● GIVEN RECORDS
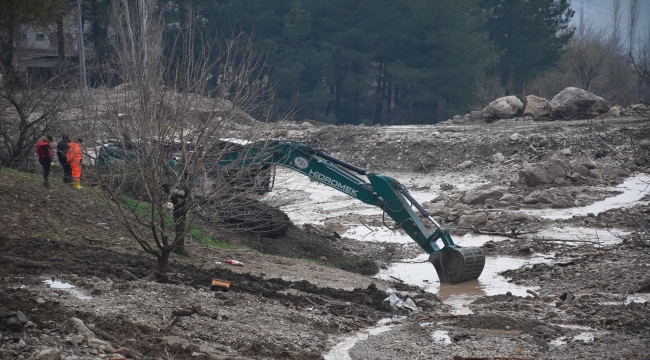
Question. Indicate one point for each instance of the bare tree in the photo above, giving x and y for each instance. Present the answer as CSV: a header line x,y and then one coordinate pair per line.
x,y
633,22
169,165
616,20
29,108
587,55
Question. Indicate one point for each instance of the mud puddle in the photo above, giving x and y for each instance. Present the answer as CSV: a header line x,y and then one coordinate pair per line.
x,y
308,201
55,284
633,189
598,237
420,272
341,350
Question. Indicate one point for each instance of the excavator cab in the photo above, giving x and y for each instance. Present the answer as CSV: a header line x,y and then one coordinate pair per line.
x,y
454,264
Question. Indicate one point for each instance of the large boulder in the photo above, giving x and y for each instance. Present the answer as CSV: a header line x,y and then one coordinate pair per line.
x,y
556,199
503,108
542,174
572,101
536,107
49,354
479,196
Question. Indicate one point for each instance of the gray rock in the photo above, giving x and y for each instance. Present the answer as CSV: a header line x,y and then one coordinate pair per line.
x,y
509,198
601,107
556,200
498,157
21,317
542,174
536,106
446,186
77,326
503,108
479,196
476,115
127,275
473,220
465,164
572,101
49,354
616,111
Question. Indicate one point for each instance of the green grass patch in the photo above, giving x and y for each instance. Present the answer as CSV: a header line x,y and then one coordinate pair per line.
x,y
205,239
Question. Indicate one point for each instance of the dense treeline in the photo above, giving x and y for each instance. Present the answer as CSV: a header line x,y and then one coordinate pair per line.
x,y
390,62
368,61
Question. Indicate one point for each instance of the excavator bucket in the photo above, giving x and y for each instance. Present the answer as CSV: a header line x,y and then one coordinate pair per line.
x,y
456,265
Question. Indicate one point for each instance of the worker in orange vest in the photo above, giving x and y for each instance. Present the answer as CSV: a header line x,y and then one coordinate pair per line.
x,y
44,152
74,159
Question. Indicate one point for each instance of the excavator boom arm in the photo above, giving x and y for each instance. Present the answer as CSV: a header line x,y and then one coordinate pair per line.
x,y
452,263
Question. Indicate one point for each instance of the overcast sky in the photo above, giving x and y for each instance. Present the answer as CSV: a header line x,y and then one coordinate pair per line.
x,y
599,13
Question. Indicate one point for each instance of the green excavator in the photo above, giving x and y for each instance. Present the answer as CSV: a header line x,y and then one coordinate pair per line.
x,y
454,264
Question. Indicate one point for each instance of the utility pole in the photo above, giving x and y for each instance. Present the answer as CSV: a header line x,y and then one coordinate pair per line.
x,y
82,57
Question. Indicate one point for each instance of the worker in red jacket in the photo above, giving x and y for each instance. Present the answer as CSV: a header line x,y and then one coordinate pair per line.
x,y
74,159
44,152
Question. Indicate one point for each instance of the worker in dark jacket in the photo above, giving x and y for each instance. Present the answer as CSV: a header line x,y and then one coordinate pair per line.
x,y
62,152
74,159
44,152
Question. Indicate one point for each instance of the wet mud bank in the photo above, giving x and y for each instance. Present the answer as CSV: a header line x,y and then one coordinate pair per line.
x,y
555,287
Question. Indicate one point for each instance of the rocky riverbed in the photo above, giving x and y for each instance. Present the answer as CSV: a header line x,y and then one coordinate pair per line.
x,y
83,290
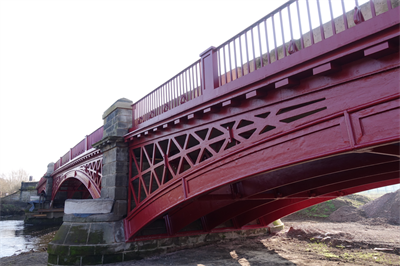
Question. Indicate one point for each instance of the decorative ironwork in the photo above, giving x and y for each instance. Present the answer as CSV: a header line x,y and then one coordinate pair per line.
x,y
89,174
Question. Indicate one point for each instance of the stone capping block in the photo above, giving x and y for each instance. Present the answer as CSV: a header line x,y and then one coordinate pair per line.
x,y
122,103
89,206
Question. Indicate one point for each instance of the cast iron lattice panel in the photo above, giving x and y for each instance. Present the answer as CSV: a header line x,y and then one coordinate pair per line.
x,y
90,173
155,164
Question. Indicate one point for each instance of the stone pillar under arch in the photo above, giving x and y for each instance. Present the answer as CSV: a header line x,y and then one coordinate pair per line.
x,y
92,231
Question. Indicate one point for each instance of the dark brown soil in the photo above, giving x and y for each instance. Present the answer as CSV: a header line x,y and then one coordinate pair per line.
x,y
354,239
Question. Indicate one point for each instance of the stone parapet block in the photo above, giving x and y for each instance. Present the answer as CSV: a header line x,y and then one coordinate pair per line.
x,y
103,248
88,206
117,214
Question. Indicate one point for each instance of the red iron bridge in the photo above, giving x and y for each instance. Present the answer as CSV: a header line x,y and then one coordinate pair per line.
x,y
299,108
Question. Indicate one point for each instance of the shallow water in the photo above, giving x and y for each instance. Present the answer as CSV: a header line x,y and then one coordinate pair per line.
x,y
16,238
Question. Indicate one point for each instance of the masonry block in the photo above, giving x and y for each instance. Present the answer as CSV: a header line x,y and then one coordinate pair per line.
x,y
92,260
77,234
112,258
69,260
61,234
81,250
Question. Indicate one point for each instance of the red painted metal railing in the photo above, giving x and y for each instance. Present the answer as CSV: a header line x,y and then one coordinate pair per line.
x,y
80,148
295,25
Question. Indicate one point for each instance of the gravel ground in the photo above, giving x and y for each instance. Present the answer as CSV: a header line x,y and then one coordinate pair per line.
x,y
369,242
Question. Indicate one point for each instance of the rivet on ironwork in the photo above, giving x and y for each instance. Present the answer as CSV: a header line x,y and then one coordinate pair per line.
x,y
230,138
358,16
165,160
292,47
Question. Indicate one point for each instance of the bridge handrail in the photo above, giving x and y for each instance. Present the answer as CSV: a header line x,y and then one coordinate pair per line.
x,y
80,148
260,48
183,87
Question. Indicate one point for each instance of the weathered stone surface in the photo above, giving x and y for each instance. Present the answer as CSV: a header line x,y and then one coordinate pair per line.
x,y
61,234
77,234
94,206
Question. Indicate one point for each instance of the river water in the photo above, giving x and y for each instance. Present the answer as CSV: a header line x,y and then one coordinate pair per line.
x,y
16,238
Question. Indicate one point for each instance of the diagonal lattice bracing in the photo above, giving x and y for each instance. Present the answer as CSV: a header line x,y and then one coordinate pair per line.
x,y
156,163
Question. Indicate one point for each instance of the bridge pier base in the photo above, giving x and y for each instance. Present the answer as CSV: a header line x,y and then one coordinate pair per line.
x,y
64,250
92,231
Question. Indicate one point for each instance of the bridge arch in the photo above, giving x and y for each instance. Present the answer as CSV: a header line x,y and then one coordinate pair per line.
x,y
343,152
75,181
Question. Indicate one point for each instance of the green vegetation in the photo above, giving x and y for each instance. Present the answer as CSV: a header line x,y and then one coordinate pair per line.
x,y
10,209
324,209
353,255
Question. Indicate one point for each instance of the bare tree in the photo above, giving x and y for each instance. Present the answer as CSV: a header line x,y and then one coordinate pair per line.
x,y
12,182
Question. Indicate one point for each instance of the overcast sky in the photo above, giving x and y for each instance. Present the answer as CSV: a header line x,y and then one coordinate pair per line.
x,y
63,63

● PROBLEM DESCRIPTION
Pictures aside, print every line of the material exactly.

● ANSWER SECTION
Question. Indicate one point for each instance of the bare tree in the photo above, giving x and y for each instance. Present the answer as CSV: a header line x,y and then one coordinate pair per line.
x,y
633,22
169,165
616,20
29,108
587,55
Question. Indicate one point for each instance of the mud puddle in the photo above, giving x and y for each instance. Present the answer as CSV: a header line x,y and then one coordinate pair per line.
x,y
308,201
55,284
633,189
598,237
420,272
341,350
Question. Indicate one point for each instance of the excavator cab in the photo above, giving x and y for each instance. Present the answer as CSV: a header line x,y and then one coordinate pair per line.
x,y
454,264
Question. Indicate one point for each instance of the large boulder in the photo above, giving x and y for each instance. Present the answer as CSV: a header line x,y and then one coordinate pair per line.
x,y
556,199
503,108
542,174
572,101
536,107
49,354
479,196
Question. Indicate one point for each instance of the gray rock in the photo above, giving x and y for each instance. Present the answer as CSV: a header line x,y and then one coordinate pair per line.
x,y
509,198
601,107
556,200
498,157
21,317
542,174
536,106
446,186
77,326
503,108
479,196
476,115
127,275
473,220
465,164
572,101
49,354
616,111
Question. Indicate one point for each instance of the green grass patch in the photo above, giving x and y for each instance. Present the answer as CSV: a header line x,y and then one coordinate pair per line.
x,y
205,239
Question. Indicate one point for each instance of the dense treeline in the photo above, giving x and y for each instance. Present the answer as CSV: a header line x,y and then one coordinate pair per line.
x,y
390,62
368,61
Question. Indicate one point for each instance of the excavator bucket in the photo above, giving x and y for each instance. Present the answer as CSV: a header line x,y and then one coordinate pair per line.
x,y
456,265
Question. Indicate one point for each instance of the worker in orange vest in the photo above, giving x and y for each instance. Present the answer as CSV: a header line x,y and then one coordinate pair per line.
x,y
44,152
74,159
Question. Indicate one point for each instance of the excavator boom arm in the photo above, giving x and y for each instance. Present the answer as CSV: a header line x,y and then one coordinate pair per line.
x,y
452,263
Question. Indicate one point for each instance of the overcast sky in the photo above, giving x and y for each instance. Present the answer as CSV: a header line x,y and then one coordinate pair per line.
x,y
599,13
Question. Indicate one point for each instance of the green excavator in the photo above, giving x and y for each instance. Present the answer as CSV: a header line x,y and then one coordinate pair per line.
x,y
454,264
Question. Indicate one point for each instance of the utility pole in the photo above, giving x and y for each instance. Present the answer as CSV: a header line x,y and then one coordinate pair per line.
x,y
82,57
Question. Indicate one point for each instance of the worker in red jacket in the photo above, giving x and y for each instance. Present the answer as CSV: a header line x,y and then one coordinate pair per line.
x,y
74,159
44,152
Question. Indicate one point for each instance of the worker in dark jacket in the photo above, giving x and y for each instance. Present the answer as CSV: a header line x,y and then one coordinate pair per line.
x,y
62,152
74,159
44,152
Question. Indicate one point for each instance of the wet mud bank in the photo above, giving x and y for each instance. Present the answer as CSV: a header line x,y and then one coordinate pair per line.
x,y
555,287
Question. Indicate one point for each instance of the rocky riverbed in the photo above, giving x and y for each instance. Present the answer as CSV: a header line x,y and then one coordinate pair per line.
x,y
83,290
Question. Indicate one point for each instance of the decorative ironwork in the photo above, giving x and y for each instance. Present the answer as CSV: a header line x,y and then one coordinate pair per line.
x,y
89,174
Question. Indicate one point for each instance of the stone capping block in the photo above, giving x and y for each instance. Present the answer as CSV: a header line x,y and then one coordinate pair per line.
x,y
122,103
89,206
Question. Indicate one point for each instance of the cast iron lattice panel in the photo above, giving x and y for each instance. Present the answer as CSV: a header line x,y and then one coordinate pair per line.
x,y
90,173
155,164
Question. Indicate one point for each instance of the stone pillar under arch in the photo above, giving x and y for each instance. Present the answer as CSV: a header line x,y and then one coordinate pair per line.
x,y
92,231
Question. Indicate one point for each instance of the dark brown soil in the photo above, giving x and y for each instance. Present the answer as CSV: a header line x,y and then one coordinate pair per line.
x,y
354,239
Question. Indicate one point for each instance of the stone parapet block in the photo above, giving x and y for each instance. Present the answer as CSV: a header line x,y and then one coordinate pair per line.
x,y
103,248
88,206
117,214
Question. Indicate one point for each instance of the red iron bridge in the photo above, giving x and y for each instance. Present the answer as CSV: a header line x,y and then one coordinate pair per line.
x,y
299,108
Question. Indicate one point for each instance of the shallow water in the photo above, giving x and y for each instance. Present the answer as CSV: a header line x,y and then one coordinate pair per line.
x,y
16,238
Question. Indicate one point for each instance of the masonry block in the photo above, giving x and y for each instance. Present the answer as CSV: a header line x,y and then one coordinate pair per line.
x,y
92,260
77,234
112,258
69,260
61,234
81,250
Question. Indicate one point for each instance of the red painted metal railing in the photo above, giving x and y for each instance. Present the answer as CSV: a header line x,y and then one coordinate pair per line.
x,y
80,148
295,25
Question. Indicate one point for each instance of the gravel ground in the photo above, giving x and y for each instance. Present the answer as CSV: a header line x,y and then one coordinate pair per line.
x,y
369,242
Question. Indicate one point for each instance of the rivet on ironwork in the photo above, giving x and y for each instance. Present the answer as CSV: a header line x,y and then one coordinate pair per line.
x,y
230,138
358,16
165,160
292,47
Question. Indicate one point for each instance of the bridge handrail in the photo above, giving x and y for each instance. Present the answer as CSV: a header line x,y and then one coordinate pair per line.
x,y
80,148
260,48
183,87
Question. Indicate one point for each instance of the weathered stone surface in the photo above, giving x and y for each instance. Present the answer as CSV: a header line x,y and then one coordinate pair per line.
x,y
61,234
77,234
94,206
Question. Indicate one point for each instance of the river water in the photo above, giving x and y for each instance. Present the answer as CSV: a header line x,y and then one coordinate pair per line.
x,y
16,238
Question. Indicate one point for each instance of the diagonal lattice bracing in the photo above, giving x and y for each instance. Present the answer as CSV: a header line x,y and then one coordinate pair per line.
x,y
156,163
Question. Indicate one point for each instance of the bridge pier base in the photo above, giving x and y for each instance. Present the answer as CSV: a header line x,y and then one coordinate pair per line.
x,y
64,250
92,231
Question. Indicate one point for each instance of the bridge arch in the photo above, giving x and y for each instance. Present the answer as CSV: a header line x,y and then one coordinate pair per line.
x,y
343,152
75,181
Question. Indicate one point for each instance of the green vegetation in the photo above, giving x and y for each instance. Present the answer as CSV: a header line x,y and then one coordinate pair per line.
x,y
10,209
324,209
353,255
Question. Indicate one point for each instance of the bare tree in the photo above, giving x and y for each instance. Present the answer as CSV: a header line x,y and then one coordinate pair per line.
x,y
12,182
Question. Indicate one point for each instance of the overcast sky in the photo above, giving x and y for each instance. Present the answer as CSV: a header line x,y and then one coordinate pair per line.
x,y
63,63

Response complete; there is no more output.